▶ [Excerpted data]
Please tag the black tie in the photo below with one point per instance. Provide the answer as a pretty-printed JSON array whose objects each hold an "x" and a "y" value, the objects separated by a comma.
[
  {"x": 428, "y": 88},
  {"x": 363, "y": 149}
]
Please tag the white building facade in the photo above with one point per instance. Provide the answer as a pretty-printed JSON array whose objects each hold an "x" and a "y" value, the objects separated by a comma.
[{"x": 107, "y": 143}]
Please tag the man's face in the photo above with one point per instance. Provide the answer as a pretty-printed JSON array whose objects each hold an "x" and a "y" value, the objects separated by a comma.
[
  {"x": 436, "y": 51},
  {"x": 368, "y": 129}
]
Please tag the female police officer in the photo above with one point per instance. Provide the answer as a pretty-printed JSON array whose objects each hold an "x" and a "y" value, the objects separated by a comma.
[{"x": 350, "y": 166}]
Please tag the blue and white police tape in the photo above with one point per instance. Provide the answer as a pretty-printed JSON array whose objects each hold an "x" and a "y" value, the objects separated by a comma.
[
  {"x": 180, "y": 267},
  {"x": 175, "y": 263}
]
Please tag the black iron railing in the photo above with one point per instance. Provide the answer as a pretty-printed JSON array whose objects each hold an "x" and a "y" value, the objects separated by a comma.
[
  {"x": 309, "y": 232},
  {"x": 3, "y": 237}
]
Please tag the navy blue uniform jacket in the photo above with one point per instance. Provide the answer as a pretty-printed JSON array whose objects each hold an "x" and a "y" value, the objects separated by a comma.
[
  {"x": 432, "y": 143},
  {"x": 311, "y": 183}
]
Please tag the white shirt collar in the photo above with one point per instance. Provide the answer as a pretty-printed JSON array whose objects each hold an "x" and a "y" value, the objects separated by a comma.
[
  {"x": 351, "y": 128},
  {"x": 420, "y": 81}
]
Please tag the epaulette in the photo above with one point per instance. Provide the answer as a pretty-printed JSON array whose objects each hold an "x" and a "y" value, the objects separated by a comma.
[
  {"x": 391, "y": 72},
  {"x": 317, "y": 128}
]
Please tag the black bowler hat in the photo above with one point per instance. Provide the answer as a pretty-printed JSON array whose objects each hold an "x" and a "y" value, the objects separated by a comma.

▶ [What you should do] Each line from the one containing "Please tag the navy" to the last line above must be returned exactly, and no line outside that range.

▶ [Response]
Please tag the navy blue uniform jacket in the photo above with one point per instance. Provide the answer as a pretty-printed JSON array whose objects each hold an "x" and a "y" value, the objects separated by a comma.
[
  {"x": 432, "y": 143},
  {"x": 311, "y": 183}
]
Please tag the white shirt collar in the photo above with one point per instance. Provide the answer as a pretty-printed JSON array whose objects each hold an "x" and a "y" value, the objects separated by a comma.
[
  {"x": 351, "y": 128},
  {"x": 420, "y": 81}
]
Please tag the epaulette in the photo above with one point per instance. Provide the answer as a pretty-printed JSON array whose objects each hold an "x" and a "y" value, the objects separated by a comma.
[
  {"x": 391, "y": 72},
  {"x": 317, "y": 128}
]
Please tag the black bowler hat in the photo above with one point per instance. Provide the answer as a pretty-printed JSON array whose objects each hold an "x" and a "y" value, the objects separated by a comma.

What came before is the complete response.